* [DIRECTIONS] Give back all the data exactly as it was written.

(Natural language region descriptions)
=== Begin Enclosure ===

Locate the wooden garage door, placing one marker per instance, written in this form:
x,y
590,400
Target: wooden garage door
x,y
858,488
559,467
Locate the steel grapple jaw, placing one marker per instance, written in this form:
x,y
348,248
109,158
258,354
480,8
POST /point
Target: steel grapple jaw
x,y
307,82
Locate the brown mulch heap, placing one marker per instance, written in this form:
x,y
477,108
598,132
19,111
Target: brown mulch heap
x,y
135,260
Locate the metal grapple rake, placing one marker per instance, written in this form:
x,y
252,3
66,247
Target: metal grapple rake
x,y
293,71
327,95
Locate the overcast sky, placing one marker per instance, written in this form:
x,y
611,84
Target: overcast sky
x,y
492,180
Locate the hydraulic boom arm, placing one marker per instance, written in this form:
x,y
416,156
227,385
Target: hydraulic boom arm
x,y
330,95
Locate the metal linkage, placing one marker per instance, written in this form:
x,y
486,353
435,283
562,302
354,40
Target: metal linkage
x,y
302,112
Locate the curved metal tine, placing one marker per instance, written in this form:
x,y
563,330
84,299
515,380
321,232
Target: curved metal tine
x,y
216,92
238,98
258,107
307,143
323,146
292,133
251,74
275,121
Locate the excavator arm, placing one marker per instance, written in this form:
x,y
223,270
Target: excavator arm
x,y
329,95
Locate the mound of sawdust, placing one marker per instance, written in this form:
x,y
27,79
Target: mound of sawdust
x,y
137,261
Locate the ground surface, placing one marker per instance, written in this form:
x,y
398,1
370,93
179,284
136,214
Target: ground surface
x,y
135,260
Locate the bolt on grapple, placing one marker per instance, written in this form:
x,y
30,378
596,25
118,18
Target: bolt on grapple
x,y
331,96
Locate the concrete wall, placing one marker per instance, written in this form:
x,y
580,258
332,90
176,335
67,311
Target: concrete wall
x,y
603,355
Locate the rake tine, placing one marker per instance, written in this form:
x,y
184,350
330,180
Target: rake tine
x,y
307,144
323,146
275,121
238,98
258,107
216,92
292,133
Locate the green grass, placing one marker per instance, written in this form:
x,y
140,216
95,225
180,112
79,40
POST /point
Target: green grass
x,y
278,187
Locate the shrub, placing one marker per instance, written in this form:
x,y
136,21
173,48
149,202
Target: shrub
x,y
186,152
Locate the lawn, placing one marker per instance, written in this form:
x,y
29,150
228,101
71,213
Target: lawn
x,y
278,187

=== End Enclosure ===

* [FINISHED EXERCISE]
Locate the wooden garage door, placing one marker per instance, written in this form:
x,y
590,400
Target: wooden garage door
x,y
858,488
559,467
Locate the steel grapple jaw, placing one marker per instance, written in this form:
x,y
348,248
109,158
258,354
480,8
POST /point
Target: steel grapple jaw
x,y
307,82
Locate the brown mulch heap, placing one marker per instance, written in this form:
x,y
477,108
598,132
19,111
Target: brown mulch heap
x,y
135,260
Locate the metal grapple rake, placing one marker per instance, written in this form:
x,y
252,3
66,247
Target: metal grapple rake
x,y
293,71
327,95
Locate the overcast sky, placing one marker per instance, written in this form:
x,y
611,84
Target: overcast sky
x,y
492,180
Locate the hydraulic boom arm, placing one marker per instance, written in this form:
x,y
416,156
227,385
Target: hydraulic boom arm
x,y
330,95
Locate the metal linkage, placing one marker per instance, written in this form:
x,y
486,353
435,283
562,302
354,40
Target: metal linkage
x,y
302,112
Locate the curved metal tine, placing one marker per instance, written in this form:
x,y
563,330
84,299
515,380
321,232
Target: curved metal tine
x,y
216,92
238,98
258,107
307,143
323,146
292,133
251,74
275,121
Locate the excavator arm, placing one marker per instance, written in this form:
x,y
223,270
Target: excavator arm
x,y
329,95
Locate the mound of sawdust, placing one marker per instance, written in this form:
x,y
27,79
Target: mound of sawdust
x,y
137,261
Locate the ground surface, placing one marker per instance, written in this form:
x,y
398,1
370,93
179,284
136,214
Target: ground surface
x,y
135,260
Locate the bolt on grapple, placing one marker per instance, written in this form:
x,y
30,378
596,25
118,18
Target: bolt on grapple
x,y
331,96
Locate the concrete wall, placing one marker per instance, written in this form:
x,y
580,258
332,90
176,335
67,311
Target: concrete wall
x,y
603,355
Locate the rake tine, placing one marker per instance, written in this form:
x,y
184,350
330,180
Target: rake tine
x,y
307,144
323,146
275,121
238,98
258,107
216,92
292,133
Locate the green grass, placing one marker per instance, written in this form:
x,y
140,216
95,225
180,112
79,40
POST /point
Target: green grass
x,y
278,187
Locate the shrub, placing one marker per instance, written in this form:
x,y
136,21
173,48
149,202
Target: shrub
x,y
186,152
Locate the lawn, placing one marker per instance, written in this form:
x,y
29,150
228,101
71,213
Target: lawn
x,y
278,187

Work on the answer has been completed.